Terry
Gross hosts this multi-award-winning
daily interview and features program.
The veteran public radio interviewer
is known for her extraordinary ability
to engage guests of all dispositions.
Every weekday she delights intelligent
and curious listeners with revelations
on contemporary societal concerns.
Fresh Air Weekend collects the best
cultural segments from the week's
programs and crafts them together
for great weekend listening. Stations
have the flexibility to carry weekday
and weekend programs together or
separately.
25 Years, and Still Fresh
Fresh Air with Terry Gross is one
of radio’s most enduring
success stories. Produced by WHYY-FM
in Philadelphia, this weekday magazine
of contemporary arts and issues
continues to grow in popularity
after more than 15 years as a national
program. Each week, nearly four
million people tune in to the show’s
thought-provoking conversations
with some of today’s most
prominent cultural and entertainment
figures, as well as distinguished
experts on current affairs and
news.
Terry Gross, who recently marked
her 25th year as host of Fresh Air,
has conducted nearly 5,000 interviews
during the program’s national
run — plus thousands more during
Fresh Air’s 12 years as a local
program. A variety of top publications
count Gross among the country’s
leading interviewers. She asks probing
questions while taking great care
to create an atmosphere in which
guests feel comfortable and thus
volunteer rather than surrender the
answers. The show gives interviews
as much time as needed, and complements
them with comments from well-known
critics and commentators.
Fresh Air originally centered almost
exclusively on interviews with popular
cultural and entertainment figures
such as Tony Bennett, David Mamet,
Stephen Sondheim, and Nicholas Cage.
But in recent years the program has
added to its guest list people who
can provide perspectives clarifying
almost any topic in the news, from
then-Senator Bill Bradley to former
President Jimmy Carter to Croatian
journalist Slavenka Drakulic and
cyclist Greg Lemond.

(Records)
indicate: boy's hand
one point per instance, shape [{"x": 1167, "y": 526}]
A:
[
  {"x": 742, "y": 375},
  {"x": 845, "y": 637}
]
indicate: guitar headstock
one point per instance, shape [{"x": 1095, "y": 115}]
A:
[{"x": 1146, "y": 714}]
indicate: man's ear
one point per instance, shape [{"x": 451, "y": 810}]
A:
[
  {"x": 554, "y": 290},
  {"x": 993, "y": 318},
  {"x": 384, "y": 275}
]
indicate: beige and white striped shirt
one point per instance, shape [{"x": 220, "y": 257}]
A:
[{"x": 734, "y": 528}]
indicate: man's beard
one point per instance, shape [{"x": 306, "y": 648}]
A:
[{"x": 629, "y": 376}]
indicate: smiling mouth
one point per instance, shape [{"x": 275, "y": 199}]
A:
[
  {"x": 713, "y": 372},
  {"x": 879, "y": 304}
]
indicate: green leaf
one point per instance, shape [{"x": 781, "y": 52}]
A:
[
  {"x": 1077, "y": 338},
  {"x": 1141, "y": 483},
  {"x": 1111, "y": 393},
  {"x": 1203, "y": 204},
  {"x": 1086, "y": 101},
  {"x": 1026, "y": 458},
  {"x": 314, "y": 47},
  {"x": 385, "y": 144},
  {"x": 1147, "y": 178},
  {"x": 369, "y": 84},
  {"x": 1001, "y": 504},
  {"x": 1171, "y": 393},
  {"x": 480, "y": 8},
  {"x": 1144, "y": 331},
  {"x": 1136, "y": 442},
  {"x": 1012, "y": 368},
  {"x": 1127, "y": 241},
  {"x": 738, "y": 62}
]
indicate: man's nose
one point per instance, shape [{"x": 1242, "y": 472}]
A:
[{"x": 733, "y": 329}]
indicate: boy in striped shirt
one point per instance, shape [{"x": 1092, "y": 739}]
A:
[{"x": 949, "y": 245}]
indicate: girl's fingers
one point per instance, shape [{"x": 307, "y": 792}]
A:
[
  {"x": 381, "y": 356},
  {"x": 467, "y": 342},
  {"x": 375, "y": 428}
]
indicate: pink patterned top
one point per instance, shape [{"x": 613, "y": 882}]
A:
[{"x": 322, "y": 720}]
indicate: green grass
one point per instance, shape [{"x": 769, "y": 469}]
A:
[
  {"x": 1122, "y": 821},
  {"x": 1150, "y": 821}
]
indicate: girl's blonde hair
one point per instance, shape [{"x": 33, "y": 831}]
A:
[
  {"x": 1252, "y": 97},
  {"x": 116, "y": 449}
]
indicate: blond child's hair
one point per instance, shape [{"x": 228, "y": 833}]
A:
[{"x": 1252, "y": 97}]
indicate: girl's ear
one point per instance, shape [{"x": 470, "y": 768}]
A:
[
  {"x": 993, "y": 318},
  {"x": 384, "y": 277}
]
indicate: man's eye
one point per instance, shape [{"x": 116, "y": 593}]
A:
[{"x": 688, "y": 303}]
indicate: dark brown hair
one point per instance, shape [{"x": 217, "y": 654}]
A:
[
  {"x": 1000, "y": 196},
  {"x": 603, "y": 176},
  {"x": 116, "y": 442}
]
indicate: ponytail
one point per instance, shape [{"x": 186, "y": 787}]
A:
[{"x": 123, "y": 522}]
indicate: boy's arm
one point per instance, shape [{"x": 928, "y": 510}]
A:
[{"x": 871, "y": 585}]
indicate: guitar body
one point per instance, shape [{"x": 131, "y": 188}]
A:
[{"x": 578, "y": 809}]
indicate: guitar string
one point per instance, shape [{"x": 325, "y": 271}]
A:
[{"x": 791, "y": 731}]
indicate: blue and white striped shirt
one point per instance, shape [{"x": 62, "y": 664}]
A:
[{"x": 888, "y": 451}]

Short exercise A.
Extract from the Fresh Air description the passage beginning at the words "Fresh Air Weekend" and stopping after "separately.".
Short exercise B.
Which cultural and entertainment figures does the Fresh Air description name as guests from the show's original focus?
These items were taken from a separate source.

Written reply A.
Fresh Air Weekend collects the best
cultural segments from the week's
programs and crafts them together
for great weekend listening. Stations
have the flexibility to carry weekday
and weekend programs together or
separately.

Written reply B.
Tony Bennett, David Mamet, Stephen Sondheim, Nicholas Cage